══ PROVIDED MATERIAL ══

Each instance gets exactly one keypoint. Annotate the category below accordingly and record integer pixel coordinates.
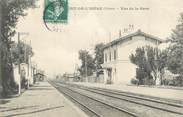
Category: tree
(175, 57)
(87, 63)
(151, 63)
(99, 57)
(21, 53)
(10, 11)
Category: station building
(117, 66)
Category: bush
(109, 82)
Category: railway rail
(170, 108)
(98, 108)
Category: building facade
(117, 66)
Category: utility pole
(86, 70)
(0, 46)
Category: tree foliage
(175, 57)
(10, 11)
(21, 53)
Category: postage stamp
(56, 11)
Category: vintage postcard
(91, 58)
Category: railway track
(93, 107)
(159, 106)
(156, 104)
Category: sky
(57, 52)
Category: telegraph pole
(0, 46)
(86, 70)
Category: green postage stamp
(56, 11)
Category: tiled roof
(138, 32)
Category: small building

═══

- TASK DETAILS:
Reproduce all of the data above verbatim, omitting the pictures.

- RESPONSE TO THIS TASK:
Each instance gets exactly one keypoint. Annotate the category below accordingly and record integer pixel coordinates.
Category: tree
(175, 57)
(87, 63)
(151, 63)
(99, 57)
(21, 53)
(10, 11)
Category: station building
(117, 66)
Category: bush
(109, 82)
Category: railway rail
(170, 108)
(98, 108)
Category: building facade
(117, 66)
Category: utility pole
(86, 70)
(0, 46)
Category: tree foliage
(175, 57)
(10, 11)
(21, 53)
Category: postage stamp
(56, 11)
Category: vintage postcard
(91, 58)
Category: railway track
(93, 107)
(159, 106)
(156, 104)
Category: sky
(57, 52)
Category: telegraph pole
(0, 46)
(86, 70)
Category: green postage stamp
(56, 11)
Category: tiled roof
(138, 32)
Category: small building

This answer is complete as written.